# Dataset records start

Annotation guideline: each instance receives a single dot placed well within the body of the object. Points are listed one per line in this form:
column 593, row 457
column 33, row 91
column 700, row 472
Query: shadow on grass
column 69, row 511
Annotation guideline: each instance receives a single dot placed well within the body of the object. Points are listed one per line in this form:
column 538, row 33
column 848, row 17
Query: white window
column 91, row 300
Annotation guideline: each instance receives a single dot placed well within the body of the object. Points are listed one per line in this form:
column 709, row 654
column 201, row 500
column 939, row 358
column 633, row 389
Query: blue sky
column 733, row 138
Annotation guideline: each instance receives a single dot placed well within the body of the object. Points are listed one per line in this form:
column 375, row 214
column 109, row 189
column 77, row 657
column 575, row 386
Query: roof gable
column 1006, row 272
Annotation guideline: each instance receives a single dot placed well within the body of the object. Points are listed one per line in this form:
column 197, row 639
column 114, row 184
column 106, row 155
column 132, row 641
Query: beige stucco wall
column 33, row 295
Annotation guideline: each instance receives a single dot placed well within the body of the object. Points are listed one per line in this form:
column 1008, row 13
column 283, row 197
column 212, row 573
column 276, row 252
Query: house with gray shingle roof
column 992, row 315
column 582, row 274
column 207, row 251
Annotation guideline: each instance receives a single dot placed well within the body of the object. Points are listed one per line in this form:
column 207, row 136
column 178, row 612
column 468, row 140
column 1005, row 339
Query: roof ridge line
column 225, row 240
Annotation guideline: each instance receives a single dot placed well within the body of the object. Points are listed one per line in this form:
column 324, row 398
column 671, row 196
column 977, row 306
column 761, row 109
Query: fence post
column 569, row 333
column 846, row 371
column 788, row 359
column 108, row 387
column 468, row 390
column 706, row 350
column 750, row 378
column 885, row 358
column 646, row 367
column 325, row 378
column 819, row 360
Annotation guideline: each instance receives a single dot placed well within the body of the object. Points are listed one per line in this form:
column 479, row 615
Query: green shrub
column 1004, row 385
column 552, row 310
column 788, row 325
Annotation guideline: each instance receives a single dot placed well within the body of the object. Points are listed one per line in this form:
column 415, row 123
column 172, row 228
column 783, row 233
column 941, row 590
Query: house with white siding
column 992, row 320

# Dataset records end

> **Set exercise**: Convert every line of the entries above into one numbered list, omitting any blank lines.

> **Answer in full**:
1. Annotation guideline: each instance receives a single dot placed well within the body of the object. Points are listed one per line in this form:
2. column 593, row 457
3. column 33, row 91
4. column 700, row 472
5. Query: shadow on grass
6. column 69, row 511
7. Annotation guideline: each instance receives a single dot placed well within the body of the object. Points are listed one per line in this form:
8. column 538, row 33
9. column 848, row 17
10. Query: white window
11. column 91, row 300
12. Annotation guideline: each instance receives a single dot placed well within the body of the object. Points are listed one per line in this form:
13. column 709, row 654
14. column 201, row 500
15. column 939, row 358
16. column 633, row 389
17. Query: blue sky
18. column 733, row 138
19. Annotation guideline: each instance receives a single dot placed well within the body of the object. Points are listed one per line in this form:
20. column 375, row 214
21. column 109, row 189
22. column 77, row 657
23. column 575, row 386
24. Query: roof gable
25. column 1006, row 272
26. Annotation guideline: each instance receives a single dot placed well within the body of the object. Points are listed one per line in this form:
27. column 197, row 639
28. column 114, row 184
29. column 106, row 155
30. column 132, row 641
31. Query: beige stucco wall
32. column 33, row 295
33. Annotation guideline: each instance receives a single dot placed well within the body of the object. Points are listed one per line in this form:
34. column 1008, row 13
35. column 283, row 197
36. column 212, row 573
37. column 276, row 252
38. Query: house with gray shingle roof
39. column 992, row 315
40. column 582, row 274
41. column 207, row 251
42. Annotation guideline: each instance receives a single dot placed well within the body of the object. Points are listed one per line in this form:
43. column 207, row 136
44. column 178, row 612
45. column 468, row 140
46. column 1005, row 339
47. Query: roof ridge line
48. column 225, row 240
49. Annotation guideline: each instance receives a single dot placed well within the body of the object. Points are listed one per line in this form:
50. column 324, row 398
51. column 671, row 196
52. column 977, row 306
53. column 761, row 109
54. Query: fence post
55. column 569, row 333
56. column 846, row 371
57. column 788, row 359
58. column 108, row 387
59. column 468, row 390
60. column 706, row 350
61. column 750, row 378
62. column 885, row 358
63. column 646, row 367
64. column 325, row 378
65. column 819, row 360
66. Annotation guideline: each instance receives a single dot placed well within the body of the object. Points are listed one per line in this form:
67. column 479, row 615
68. Query: green shrub
69. column 1004, row 385
70. column 552, row 310
71. column 788, row 325
72. Annotation guideline: each instance receives a single dot placed well within the body of the object. Points are listed one per line in this form:
73. column 415, row 123
74. column 172, row 228
75. column 783, row 233
76. column 941, row 590
77. Query: house with white siding
78. column 992, row 320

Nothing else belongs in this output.